= WHAT THE TASK ASKS =
The records that follow are to be given again exactly.
EXERCISE INPUT: Begin
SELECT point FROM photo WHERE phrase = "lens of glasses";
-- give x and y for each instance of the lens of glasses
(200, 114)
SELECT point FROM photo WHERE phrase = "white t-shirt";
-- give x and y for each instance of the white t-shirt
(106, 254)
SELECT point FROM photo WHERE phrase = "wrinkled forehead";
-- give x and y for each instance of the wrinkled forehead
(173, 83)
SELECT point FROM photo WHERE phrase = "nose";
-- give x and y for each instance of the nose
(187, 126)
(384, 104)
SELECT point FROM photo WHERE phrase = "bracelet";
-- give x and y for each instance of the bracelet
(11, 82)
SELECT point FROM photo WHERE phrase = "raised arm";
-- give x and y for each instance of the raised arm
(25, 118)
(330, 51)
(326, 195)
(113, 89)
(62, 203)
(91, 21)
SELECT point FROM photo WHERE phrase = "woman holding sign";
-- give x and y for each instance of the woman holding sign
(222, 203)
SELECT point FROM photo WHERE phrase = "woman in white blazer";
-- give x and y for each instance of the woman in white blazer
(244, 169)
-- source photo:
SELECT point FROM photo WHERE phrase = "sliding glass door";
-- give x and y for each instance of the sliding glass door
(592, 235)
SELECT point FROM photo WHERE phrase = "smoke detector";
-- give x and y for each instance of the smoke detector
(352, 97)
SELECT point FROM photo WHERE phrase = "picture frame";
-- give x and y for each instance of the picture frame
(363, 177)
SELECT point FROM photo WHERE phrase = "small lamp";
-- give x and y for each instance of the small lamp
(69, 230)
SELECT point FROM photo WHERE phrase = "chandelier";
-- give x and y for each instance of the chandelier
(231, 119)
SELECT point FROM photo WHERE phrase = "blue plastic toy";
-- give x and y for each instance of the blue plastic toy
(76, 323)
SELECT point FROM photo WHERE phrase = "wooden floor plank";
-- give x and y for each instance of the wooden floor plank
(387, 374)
EXERCISE INPUT: End
= COMPLETED TASK =
SELECT point FROM photo WHERE phrase = "lens of glasses";
-- give x and y for each instance of the lens of glasses
(200, 114)
SELECT point FROM photo WHERE phrase = "white t-shirt";
-- give x and y for each instance of the white t-shirt
(106, 254)
SELECT point FROM photo WHERE phrase = "wrinkled forehead";
-- give x and y for each instance of the wrinkled forehead
(173, 83)
SELECT point FROM photo WHERE phrase = "nose";
-- give x and y for each instance of the nose
(187, 126)
(384, 104)
SELECT point FROM photo WHERE phrase = "bracelet";
-- give x and y for each instance of the bracelet
(11, 82)
SELECT point FROM photo WHERE phrase = "raised arm";
-- give x and y for each instance of the raised arm
(25, 118)
(330, 51)
(326, 195)
(113, 89)
(62, 203)
(91, 21)
SELECT point FROM photo WHERE phrase = "woman holding sign";
-- give x and y for each instance of the woman holding sign
(222, 203)
SELECT point FROM photo WHERE phrase = "woman in white blazer";
-- give x and y for each instance of the woman in white blazer
(244, 169)
-- source photo:
SELECT point FROM photo WHERE phrase = "sliding glass door";
-- give x and y for each instance of the sliding glass door
(592, 235)
SELECT point FROM photo WHERE phrase = "smoke detector";
-- give x and y for each instance of the smoke detector
(352, 97)
SELECT point FROM photo WHERE phrase = "picture frame";
-- give x and y for each instance of the picture frame
(363, 177)
SELECT point FROM photo WHERE phrase = "small lamp";
-- give x and y for each instance of the small lamp
(69, 230)
SELECT point FROM photo WHERE phrase = "chandelier";
-- give x and y for each instance of the chandelier
(231, 119)
SELECT point FROM photo WHERE phrase = "blue plastic toy";
-- give x and y for each instance of the blue plastic toy
(76, 323)
SELECT point FROM photo WHERE phrase = "wooden floor plank";
-- give x and y for each instance of the wooden floor plank
(387, 374)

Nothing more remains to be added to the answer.